THE RECORDS:

※

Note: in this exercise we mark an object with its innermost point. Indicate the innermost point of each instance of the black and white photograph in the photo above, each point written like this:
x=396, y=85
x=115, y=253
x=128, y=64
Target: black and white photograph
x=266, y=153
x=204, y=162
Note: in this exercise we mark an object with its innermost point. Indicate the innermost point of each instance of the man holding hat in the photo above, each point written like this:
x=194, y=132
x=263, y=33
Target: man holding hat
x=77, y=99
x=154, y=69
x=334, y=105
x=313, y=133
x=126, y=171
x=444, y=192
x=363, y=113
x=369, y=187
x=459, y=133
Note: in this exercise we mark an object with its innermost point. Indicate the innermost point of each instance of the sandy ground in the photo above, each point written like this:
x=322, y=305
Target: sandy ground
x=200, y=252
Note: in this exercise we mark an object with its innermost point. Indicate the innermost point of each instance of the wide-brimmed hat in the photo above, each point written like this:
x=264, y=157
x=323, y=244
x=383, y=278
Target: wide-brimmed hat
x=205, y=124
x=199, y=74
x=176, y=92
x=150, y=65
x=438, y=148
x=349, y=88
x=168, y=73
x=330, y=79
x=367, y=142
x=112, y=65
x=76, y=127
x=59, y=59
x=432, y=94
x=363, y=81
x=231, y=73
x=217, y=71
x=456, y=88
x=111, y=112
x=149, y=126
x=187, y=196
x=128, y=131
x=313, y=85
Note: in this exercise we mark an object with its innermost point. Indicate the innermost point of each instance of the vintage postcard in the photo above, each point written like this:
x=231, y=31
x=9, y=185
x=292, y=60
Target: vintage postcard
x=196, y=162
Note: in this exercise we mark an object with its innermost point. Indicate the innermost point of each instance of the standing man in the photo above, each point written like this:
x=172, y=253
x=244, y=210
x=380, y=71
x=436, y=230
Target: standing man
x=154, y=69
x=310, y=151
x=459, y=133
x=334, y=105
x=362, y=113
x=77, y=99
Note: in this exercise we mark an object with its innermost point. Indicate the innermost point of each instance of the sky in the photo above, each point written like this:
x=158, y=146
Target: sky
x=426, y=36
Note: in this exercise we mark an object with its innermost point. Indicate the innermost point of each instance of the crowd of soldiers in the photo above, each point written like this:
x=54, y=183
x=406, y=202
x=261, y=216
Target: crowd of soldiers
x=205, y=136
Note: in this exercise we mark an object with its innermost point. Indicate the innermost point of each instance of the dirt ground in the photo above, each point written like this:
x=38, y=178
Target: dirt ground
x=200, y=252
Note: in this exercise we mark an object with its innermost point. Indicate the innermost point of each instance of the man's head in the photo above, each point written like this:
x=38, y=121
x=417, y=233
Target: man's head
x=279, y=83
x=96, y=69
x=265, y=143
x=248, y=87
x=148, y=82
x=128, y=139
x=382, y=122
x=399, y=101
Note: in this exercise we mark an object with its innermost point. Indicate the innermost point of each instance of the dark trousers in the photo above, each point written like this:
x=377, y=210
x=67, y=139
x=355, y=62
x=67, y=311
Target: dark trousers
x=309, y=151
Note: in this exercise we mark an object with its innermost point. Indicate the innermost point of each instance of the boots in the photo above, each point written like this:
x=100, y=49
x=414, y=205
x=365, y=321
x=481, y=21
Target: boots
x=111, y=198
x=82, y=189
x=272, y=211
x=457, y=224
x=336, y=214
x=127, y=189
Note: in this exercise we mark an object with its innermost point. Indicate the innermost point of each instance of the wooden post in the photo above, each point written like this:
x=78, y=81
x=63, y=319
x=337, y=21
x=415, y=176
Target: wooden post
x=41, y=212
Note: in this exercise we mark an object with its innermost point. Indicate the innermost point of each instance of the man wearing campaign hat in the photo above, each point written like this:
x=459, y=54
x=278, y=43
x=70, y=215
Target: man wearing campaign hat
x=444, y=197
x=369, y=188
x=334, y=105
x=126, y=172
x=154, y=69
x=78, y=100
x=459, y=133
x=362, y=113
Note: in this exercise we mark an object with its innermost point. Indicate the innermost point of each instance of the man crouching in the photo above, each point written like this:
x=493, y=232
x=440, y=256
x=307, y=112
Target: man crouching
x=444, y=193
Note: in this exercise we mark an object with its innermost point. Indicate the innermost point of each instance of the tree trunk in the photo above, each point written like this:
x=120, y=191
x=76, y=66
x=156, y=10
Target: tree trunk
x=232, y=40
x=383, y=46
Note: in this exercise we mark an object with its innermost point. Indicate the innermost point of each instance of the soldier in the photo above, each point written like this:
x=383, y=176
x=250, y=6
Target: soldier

※

WHAT TO PRODUCE:
Give back the entire listing, line for line, exactly as it stands.

ANSWER TO THIS EXERCISE:
Note: in this exercise we mark an object with its innermost point. Indicate the innermost point of each instance of the black and white photograph in the photo above, each point written like this:
x=396, y=85
x=115, y=253
x=128, y=64
Target: black and white photograph
x=266, y=153
x=204, y=162
Note: in this exercise we mark an object with its innermost point. Indicate the innermost point of each instance of the man holding hat in the photo above, each point written like this:
x=194, y=132
x=263, y=33
Target: man holding hat
x=77, y=99
x=154, y=69
x=334, y=105
x=313, y=133
x=126, y=171
x=444, y=192
x=363, y=113
x=369, y=187
x=459, y=133
Note: in this exercise we mark an object with its innermost point. Indicate the innermost point of each instance of the sandy ground in the photo above, each point written like this:
x=322, y=305
Target: sandy ground
x=200, y=252
Note: in this exercise we mark an object with its innermost point. Indicate the innermost point of each instance of the wide-brimmed hat in the photo above, each point written like this:
x=264, y=157
x=323, y=244
x=383, y=278
Target: wide-brimmed hat
x=205, y=124
x=199, y=74
x=176, y=92
x=150, y=65
x=438, y=148
x=349, y=88
x=168, y=73
x=330, y=79
x=367, y=142
x=112, y=65
x=76, y=127
x=59, y=59
x=432, y=94
x=363, y=81
x=231, y=73
x=217, y=71
x=456, y=88
x=111, y=112
x=149, y=126
x=187, y=196
x=128, y=131
x=313, y=85
Note: in this exercise we mark an object with its innermost point. Indicate the innermost point of each instance of the vintage postcard in the photo above, each point written like this:
x=231, y=31
x=9, y=185
x=292, y=60
Target: vintage postcard
x=196, y=162
Note: in this exercise we mark an object with its innermost point. Indicate the innermost point of each instance of the standing man in the photo above, each point written like this:
x=172, y=253
x=244, y=210
x=380, y=71
x=436, y=230
Target: standing man
x=154, y=69
x=310, y=151
x=459, y=133
x=334, y=105
x=362, y=113
x=77, y=99
Note: in this exercise we mark an object with its innermost point. Indicate the innermost point of each instance of the sky in the photo above, each point written like this:
x=158, y=146
Target: sky
x=426, y=36
Note: in this exercise we mark an object with its innermost point. Indicate the innermost point of each instance of the crowd of soldiers in the photo above, each point written like this:
x=54, y=183
x=406, y=202
x=261, y=216
Target: crowd of soldiers
x=205, y=136
Note: in this exercise we mark an object with its innermost point. Indicate the innermost point of each instance of the dirt ground in the photo above, each point written like this:
x=38, y=178
Target: dirt ground
x=200, y=252
Note: in this exercise we mark an object with its innermost point. Indicate the innermost point of each instance of the man's head in the photo above, each point written like this:
x=38, y=121
x=417, y=233
Target: man's head
x=279, y=83
x=96, y=69
x=265, y=143
x=248, y=87
x=148, y=82
x=128, y=139
x=382, y=122
x=399, y=101
Note: in this exercise we mark an object with its innermost point. Indicate the innermost point of each instance of the dark trousers in the photo above, each point written like this:
x=377, y=210
x=67, y=139
x=355, y=62
x=67, y=311
Target: dark trousers
x=309, y=151
Note: in this exercise we mark an object with its innermost point. Indicate the innermost point of each instance of the boots in the photo above, each point written like this:
x=100, y=49
x=414, y=205
x=365, y=321
x=481, y=21
Target: boots
x=111, y=198
x=82, y=189
x=272, y=211
x=457, y=224
x=336, y=214
x=127, y=189
Note: in this exercise we mark an object with its innermost point. Indicate the innermost point of each instance of the wooden post in the photo above, each point written like this:
x=78, y=81
x=63, y=319
x=337, y=21
x=415, y=176
Target: wooden post
x=41, y=212
Note: in this exercise we mark an object with its innermost point. Indicate the innermost point of each instance of the man wearing campaign hat in the photo above, each point written like this:
x=459, y=54
x=278, y=43
x=70, y=215
Target: man wearing campaign hat
x=444, y=197
x=369, y=188
x=334, y=105
x=126, y=172
x=154, y=69
x=78, y=100
x=459, y=133
x=362, y=113
Note: in this exercise we mark an object with its innermost point. Indicate the innermost point of each instance of the man crouching in the photo above, each point written like this:
x=493, y=232
x=440, y=256
x=307, y=112
Target: man crouching
x=444, y=193
Note: in this exercise we mark an object with its innermost point. Indicate the innermost point of each instance of the tree trunk in the photo above, each point written like this:
x=120, y=191
x=76, y=66
x=156, y=10
Target: tree trunk
x=232, y=40
x=383, y=46
Note: in this exercise we mark an object with its innermost point. Indicate the innermost point of each instance of the soldier in the photo above, each point written like this:
x=383, y=176
x=250, y=6
Target: soldier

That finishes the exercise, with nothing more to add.